Assigned task => The response must contain every record, repeated exactly.

*** Block opens ***

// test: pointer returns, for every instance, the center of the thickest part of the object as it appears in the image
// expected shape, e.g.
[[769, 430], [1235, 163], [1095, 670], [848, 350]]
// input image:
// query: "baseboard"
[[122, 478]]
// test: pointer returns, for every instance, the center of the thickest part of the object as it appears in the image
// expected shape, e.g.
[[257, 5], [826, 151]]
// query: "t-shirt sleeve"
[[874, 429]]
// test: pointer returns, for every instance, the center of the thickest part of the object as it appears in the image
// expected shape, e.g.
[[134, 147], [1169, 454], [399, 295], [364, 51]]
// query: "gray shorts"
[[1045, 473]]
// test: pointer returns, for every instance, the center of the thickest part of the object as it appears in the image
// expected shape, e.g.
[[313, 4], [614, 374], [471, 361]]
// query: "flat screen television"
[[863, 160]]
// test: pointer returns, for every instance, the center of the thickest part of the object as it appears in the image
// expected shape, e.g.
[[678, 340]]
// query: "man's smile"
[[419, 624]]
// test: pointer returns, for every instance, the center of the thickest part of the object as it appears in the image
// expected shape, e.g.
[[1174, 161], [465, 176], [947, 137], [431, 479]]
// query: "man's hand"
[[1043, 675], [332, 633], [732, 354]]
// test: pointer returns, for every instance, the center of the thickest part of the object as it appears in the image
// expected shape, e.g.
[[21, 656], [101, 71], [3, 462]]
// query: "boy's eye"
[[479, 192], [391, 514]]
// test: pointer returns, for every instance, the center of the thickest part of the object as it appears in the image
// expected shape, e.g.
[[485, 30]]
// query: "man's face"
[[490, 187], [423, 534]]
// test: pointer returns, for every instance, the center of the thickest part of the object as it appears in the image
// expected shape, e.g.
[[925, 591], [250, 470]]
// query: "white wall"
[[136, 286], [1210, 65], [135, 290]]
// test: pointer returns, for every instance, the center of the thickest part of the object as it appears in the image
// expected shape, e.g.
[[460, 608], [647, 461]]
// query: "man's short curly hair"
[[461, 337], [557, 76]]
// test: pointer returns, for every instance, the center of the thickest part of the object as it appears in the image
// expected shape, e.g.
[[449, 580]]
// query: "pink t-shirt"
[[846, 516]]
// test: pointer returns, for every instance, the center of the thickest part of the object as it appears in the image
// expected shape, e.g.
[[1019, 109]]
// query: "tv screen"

*** Block closes ***

Result for this exercise =>
// test: pointer returns, for every instance, the center of the thickest part of the object as it appears in the image
// expected shape, e.g.
[[769, 430], [1235, 163], [1095, 670], [848, 350]]
// input image:
// query: "baseboard"
[[122, 478]]
// test: pointer returns, for every instance, the center of the thickest part of the object as it appears in the image
// expected shape, e.g.
[[257, 5], [826, 151]]
// query: "t-shirt sleeve"
[[874, 429]]
// test: pointer returns, for every instance, the center of the thickest part of the object as it appears in the image
// expected shape, e.g.
[[134, 147], [1169, 454], [399, 295], [364, 51]]
// query: "gray shorts"
[[1045, 473]]
// test: pointer returns, for every instance, the center of the thickest part of the object as it appears in the image
// expected shape, e.g.
[[313, 4], [614, 374], [471, 361]]
// query: "flat screen television"
[[863, 160]]
// test: pointer returns, for every instance, the center of the thickest part of the object as it appears in the image
// expected shape, e.g.
[[678, 340]]
// query: "man's smile"
[[419, 624]]
// test: pointer returns, for every instance, the center of the thickest part of the object as it appears in the image
// expected shape, e.g.
[[1174, 161], [465, 176], [947, 137], [431, 479]]
// query: "man's hand"
[[1043, 675], [332, 633], [732, 354]]
// test: pointer returns, for every instance, the center of the thickest part of the object as it appears in the image
// expected shape, e.g.
[[21, 656], [101, 71], [3, 462]]
// query: "boy's eye"
[[479, 192], [391, 514]]
// test: pointer returns, for every instance, the center of the thickest part of the object as it appears in the image
// expected shape, e.g.
[[485, 30]]
// query: "man's face"
[[490, 187], [423, 534]]
// test: pointer returns, for every instance, the center of the thickest part of the object as it appears in the image
// expected shape, e.g.
[[925, 591], [250, 470]]
// query: "white wall"
[[136, 286], [1210, 65], [135, 290]]
// test: pointer returns, for every instance, the center of the thickest part of the object as it appears in the image
// expected shape, e.g.
[[460, 608], [647, 461]]
// query: "man's short curly hair"
[[461, 337], [557, 76]]
// test: pointer returns, for every instance, the center of the thickest part of the object as it appears in the image
// expected shape, e.g.
[[449, 580]]
// query: "pink t-shirt"
[[846, 516]]
// test: pointer returns, for every instance, the center of the thickest part of the object as it appears in the image
// expected shape, e.g.
[[1019, 109]]
// query: "tv screen"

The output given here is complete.